## Aim of the exercise:
The listing must be reproduced in full, exactly as it stands.

** begin Supplied data **

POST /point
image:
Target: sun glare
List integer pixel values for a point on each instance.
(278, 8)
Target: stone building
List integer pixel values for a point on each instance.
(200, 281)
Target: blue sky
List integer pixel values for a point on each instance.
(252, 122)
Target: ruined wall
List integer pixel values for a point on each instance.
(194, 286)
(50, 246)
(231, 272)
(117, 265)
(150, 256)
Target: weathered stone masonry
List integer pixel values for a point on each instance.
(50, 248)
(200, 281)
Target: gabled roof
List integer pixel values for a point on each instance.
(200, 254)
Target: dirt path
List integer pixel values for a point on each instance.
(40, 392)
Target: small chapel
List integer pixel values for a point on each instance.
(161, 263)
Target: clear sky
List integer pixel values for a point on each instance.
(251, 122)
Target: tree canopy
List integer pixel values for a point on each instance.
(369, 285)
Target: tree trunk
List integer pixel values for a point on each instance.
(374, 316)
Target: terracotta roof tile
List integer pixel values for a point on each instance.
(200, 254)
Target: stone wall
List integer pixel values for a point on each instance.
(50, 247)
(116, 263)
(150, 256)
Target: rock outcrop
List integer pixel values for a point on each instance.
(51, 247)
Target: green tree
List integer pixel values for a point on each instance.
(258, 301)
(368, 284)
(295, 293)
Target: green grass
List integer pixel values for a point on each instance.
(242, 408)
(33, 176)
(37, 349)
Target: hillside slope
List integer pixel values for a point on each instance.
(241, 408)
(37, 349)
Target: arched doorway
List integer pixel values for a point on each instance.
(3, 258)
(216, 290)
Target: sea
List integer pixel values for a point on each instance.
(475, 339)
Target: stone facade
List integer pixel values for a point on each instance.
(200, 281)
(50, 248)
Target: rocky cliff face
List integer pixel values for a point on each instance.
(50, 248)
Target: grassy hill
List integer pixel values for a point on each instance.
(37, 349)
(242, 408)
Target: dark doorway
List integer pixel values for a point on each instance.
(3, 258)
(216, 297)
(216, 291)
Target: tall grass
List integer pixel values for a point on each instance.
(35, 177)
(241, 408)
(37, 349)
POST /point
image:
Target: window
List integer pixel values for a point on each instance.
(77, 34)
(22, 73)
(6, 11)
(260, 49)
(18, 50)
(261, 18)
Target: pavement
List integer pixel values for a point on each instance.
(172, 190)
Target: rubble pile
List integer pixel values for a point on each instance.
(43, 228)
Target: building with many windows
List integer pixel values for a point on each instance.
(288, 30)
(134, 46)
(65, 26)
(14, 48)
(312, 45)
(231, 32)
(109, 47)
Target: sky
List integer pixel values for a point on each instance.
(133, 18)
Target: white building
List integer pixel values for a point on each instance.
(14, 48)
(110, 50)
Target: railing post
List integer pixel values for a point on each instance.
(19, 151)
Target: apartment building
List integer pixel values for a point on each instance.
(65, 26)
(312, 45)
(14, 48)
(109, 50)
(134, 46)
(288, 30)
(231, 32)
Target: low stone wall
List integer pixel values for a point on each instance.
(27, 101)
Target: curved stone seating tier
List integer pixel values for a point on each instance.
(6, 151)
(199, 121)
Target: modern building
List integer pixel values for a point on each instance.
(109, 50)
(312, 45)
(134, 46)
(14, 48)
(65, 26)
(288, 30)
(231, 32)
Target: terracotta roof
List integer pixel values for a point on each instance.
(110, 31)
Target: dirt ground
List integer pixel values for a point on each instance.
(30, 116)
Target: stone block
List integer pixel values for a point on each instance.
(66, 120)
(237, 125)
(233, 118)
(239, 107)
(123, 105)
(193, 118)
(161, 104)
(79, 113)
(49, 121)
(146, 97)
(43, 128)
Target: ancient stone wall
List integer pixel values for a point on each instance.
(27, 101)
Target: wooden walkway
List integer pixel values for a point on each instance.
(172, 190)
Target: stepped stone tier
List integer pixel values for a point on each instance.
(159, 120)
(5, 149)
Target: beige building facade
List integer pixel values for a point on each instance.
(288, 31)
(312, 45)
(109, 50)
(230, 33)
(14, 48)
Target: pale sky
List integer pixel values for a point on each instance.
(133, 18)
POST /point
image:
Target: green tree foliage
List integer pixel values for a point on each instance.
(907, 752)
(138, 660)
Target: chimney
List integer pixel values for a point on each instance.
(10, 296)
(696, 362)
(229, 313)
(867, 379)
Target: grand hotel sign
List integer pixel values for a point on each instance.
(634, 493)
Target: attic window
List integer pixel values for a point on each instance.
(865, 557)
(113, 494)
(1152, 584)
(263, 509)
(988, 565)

** end Supplied data **

## Solution to this problem:
POST /point
image:
Target: sun glare
List integer pixel values for a point on each instance.
(278, 8)
Target: stone building
List integer pixel values for a point on each instance.
(200, 281)
Target: blue sky
List integer pixel values for a point on each instance.
(252, 122)
Target: ruined wall
List integer pixel values for a point on each instance.
(194, 286)
(50, 246)
(231, 272)
(117, 265)
(150, 256)
Target: weathered stone masonry
List integer pixel values for a point on each instance.
(50, 248)
(200, 281)
Target: gabled roof
List integer pixel values for a point on each instance.
(200, 254)
Target: dirt path
List integer pixel values for a point on each instance.
(40, 392)
Target: small chapel
List integer pixel values for a point on each instance.
(161, 263)
Target: clear sky
List integer pixel values for a point on each instance.
(251, 122)
Target: tree canopy
List integer pixel values for a point on each instance.
(369, 285)
Target: tree trunk
List integer pixel values for a point on each instance.
(374, 316)
Target: terracotta roof tile
List integer pixel values for a point on each instance.
(200, 254)
Target: stone wall
List integer pixel values for a point on each instance.
(50, 247)
(116, 263)
(150, 256)
Target: rock outcrop
List integer pixel values for a point on each instance.
(51, 247)
Target: green tree
List integer pixel values for a point on each instance.
(258, 301)
(368, 284)
(295, 293)
Target: green grass
List integer pixel values for a point on each instance.
(242, 408)
(33, 176)
(37, 349)
Target: hillside slope
List integer pixel values for a point on each instance.
(241, 408)
(37, 349)
Target: arched doorway
List integer pixel values for a point on each instance.
(3, 258)
(216, 290)
Target: sea
List integer pixel values for a point on each instance.
(475, 339)
Target: stone facade
List integer pixel values for a point on each instance.
(200, 281)
(50, 248)
Target: rocky cliff face
List integer pixel values for a point on each instance.
(50, 248)
Target: grassy hill
List integer pixel values for a point on each instance.
(37, 349)
(242, 408)
Target: dark doorway
List integer pixel values for a point on each instance.
(3, 258)
(216, 297)
(216, 291)
Target: tall grass
List integer pixel values for a point on each instance.
(35, 177)
(241, 408)
(37, 349)
POST /point
image:
Target: window
List integer pixel values for a point on each instance.
(77, 34)
(22, 73)
(6, 11)
(260, 49)
(18, 50)
(261, 18)
Target: pavement
List integer pixel values for a point on each instance.
(172, 190)
Target: rubble pile
List integer pixel values for a point on each instance.
(43, 228)
Target: building with many windows
List integer pixel values for a point on each instance.
(288, 30)
(134, 46)
(65, 26)
(14, 48)
(312, 45)
(231, 32)
(109, 47)
Target: sky
List integer pixel values for a point on each instance.
(133, 18)
Target: white building
List integer pixel values for a point on each instance.
(14, 48)
(110, 50)
Target: railing post
List integer pixel values for a point on each instance.
(19, 151)
Target: apartment building
List integer pixel values for a point on each instance.
(65, 26)
(312, 45)
(14, 48)
(109, 50)
(134, 46)
(288, 30)
(231, 32)
Target: low stone wall
List integer pixel values for a point on each instance.
(27, 101)
Target: curved stone seating tier
List integer pixel values for a point on each instance.
(6, 151)
(199, 121)
Target: modern building
List integer pixel values for a point on each instance.
(109, 50)
(312, 45)
(134, 46)
(14, 48)
(65, 26)
(288, 30)
(231, 32)
Target: terracotta roof
List integer pixel values for a point on each instance.
(110, 31)
Target: dirt ground
List integer pixel values for a point on each instance.
(30, 116)
Target: stone block
List integer pixel values for a point on each instance.
(66, 120)
(237, 125)
(233, 118)
(239, 107)
(123, 105)
(193, 118)
(161, 104)
(79, 113)
(49, 121)
(146, 97)
(43, 128)
Target: ancient stone wall
List integer pixel values for a point on each instance.
(27, 101)
Target: wooden walkway
List integer pixel values for a point on each instance.
(172, 190)
Target: stepped stone tier
List integer pixel values for a point on each instance.
(159, 120)
(5, 149)
Target: beige building facade
List integer pixel values for a point on each instance.
(288, 31)
(312, 45)
(109, 50)
(230, 33)
(14, 48)
Target: pale sky
List integer pixel values for a point on each instance.
(133, 18)
POST /point
image:
Target: green tree foliage
List integer pixel values for a point on each instance.
(907, 752)
(138, 660)
Target: chimney
List integer pixel values for a point on each instance.
(10, 296)
(696, 362)
(229, 313)
(867, 379)
Target: grand hotel sign
List integer pixel values for a point on each instance.
(634, 493)
Target: attic window
List integer pixel values for a point on each instance.
(865, 557)
(113, 494)
(1152, 584)
(263, 509)
(988, 565)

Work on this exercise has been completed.